# [DESCRIPTION OF THE TASK]
Lines from the start of the data through the line containing "positive clicks: (22, 33)" must be given again exactly. Leave the others out.

Stored items:
+++

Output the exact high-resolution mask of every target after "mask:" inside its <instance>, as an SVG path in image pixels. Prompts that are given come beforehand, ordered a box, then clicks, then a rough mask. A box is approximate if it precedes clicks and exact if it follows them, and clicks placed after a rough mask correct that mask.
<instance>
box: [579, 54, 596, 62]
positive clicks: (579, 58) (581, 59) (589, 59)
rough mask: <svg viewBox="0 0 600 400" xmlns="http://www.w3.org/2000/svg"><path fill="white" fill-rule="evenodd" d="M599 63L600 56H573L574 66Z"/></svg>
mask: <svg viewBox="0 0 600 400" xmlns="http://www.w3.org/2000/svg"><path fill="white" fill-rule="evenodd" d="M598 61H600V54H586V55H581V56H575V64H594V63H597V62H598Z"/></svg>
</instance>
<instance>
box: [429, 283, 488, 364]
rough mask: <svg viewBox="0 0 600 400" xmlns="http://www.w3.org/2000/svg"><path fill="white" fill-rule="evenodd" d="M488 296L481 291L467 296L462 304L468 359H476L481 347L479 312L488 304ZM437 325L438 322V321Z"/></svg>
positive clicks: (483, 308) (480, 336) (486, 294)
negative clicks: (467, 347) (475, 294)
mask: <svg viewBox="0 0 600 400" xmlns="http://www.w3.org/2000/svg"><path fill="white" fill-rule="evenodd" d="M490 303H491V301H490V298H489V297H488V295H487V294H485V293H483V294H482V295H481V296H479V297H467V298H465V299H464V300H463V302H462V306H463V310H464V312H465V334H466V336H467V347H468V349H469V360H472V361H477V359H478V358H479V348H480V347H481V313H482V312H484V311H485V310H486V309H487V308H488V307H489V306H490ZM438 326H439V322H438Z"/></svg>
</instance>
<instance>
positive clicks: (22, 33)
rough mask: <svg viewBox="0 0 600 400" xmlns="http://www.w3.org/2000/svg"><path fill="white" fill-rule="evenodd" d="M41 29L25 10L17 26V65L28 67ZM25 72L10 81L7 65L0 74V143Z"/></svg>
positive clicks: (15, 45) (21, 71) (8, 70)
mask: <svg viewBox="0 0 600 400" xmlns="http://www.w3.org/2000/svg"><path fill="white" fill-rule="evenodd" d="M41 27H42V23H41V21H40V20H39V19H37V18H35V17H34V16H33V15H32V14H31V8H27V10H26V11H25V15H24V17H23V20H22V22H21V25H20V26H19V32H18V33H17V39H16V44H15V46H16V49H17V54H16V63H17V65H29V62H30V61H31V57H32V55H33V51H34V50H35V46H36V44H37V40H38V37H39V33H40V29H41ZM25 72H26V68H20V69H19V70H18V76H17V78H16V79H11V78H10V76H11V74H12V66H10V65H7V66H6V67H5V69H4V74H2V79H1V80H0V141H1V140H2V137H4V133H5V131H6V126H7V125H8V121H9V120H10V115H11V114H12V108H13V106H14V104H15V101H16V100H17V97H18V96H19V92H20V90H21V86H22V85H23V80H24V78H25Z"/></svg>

+++

# [EXPECTED ANSWER]
Output the exact high-resolution mask of every target after "mask:" inside its <instance>, as an SVG path in image pixels. Prompts that are given come beforehand, ordered a box, then clicks, then a rough mask. A box is approximate if it precedes clicks and exact if it follows them, and clicks placed after a rough mask correct that mask.
<instance>
box: [579, 54, 596, 62]
positive clicks: (579, 58) (581, 59) (589, 59)
rough mask: <svg viewBox="0 0 600 400" xmlns="http://www.w3.org/2000/svg"><path fill="white" fill-rule="evenodd" d="M599 63L600 56H573L574 66Z"/></svg>
mask: <svg viewBox="0 0 600 400" xmlns="http://www.w3.org/2000/svg"><path fill="white" fill-rule="evenodd" d="M598 61H600V54H586V55H581V56H575V64H594V63H597V62H598Z"/></svg>
</instance>
<instance>
box: [429, 283, 488, 364]
rough mask: <svg viewBox="0 0 600 400" xmlns="http://www.w3.org/2000/svg"><path fill="white" fill-rule="evenodd" d="M488 296L481 291L467 296L462 304L468 359H476L481 347L479 312L488 304ZM437 325L438 322V321Z"/></svg>
positive clicks: (483, 308) (480, 336) (486, 294)
negative clicks: (467, 347) (475, 294)
mask: <svg viewBox="0 0 600 400" xmlns="http://www.w3.org/2000/svg"><path fill="white" fill-rule="evenodd" d="M490 303H491V301H490V298H489V297H488V295H487V294H485V293H483V294H482V295H481V296H479V297H467V298H465V299H464V300H463V302H462V306H463V310H464V312H465V334H466V336H467V347H468V349H469V360H472V361H477V359H478V358H479V348H480V347H481V313H482V312H484V311H485V310H486V309H487V308H488V307H489V306H490ZM438 326H439V322H438Z"/></svg>
</instance>
<instance>
positive clicks: (22, 33)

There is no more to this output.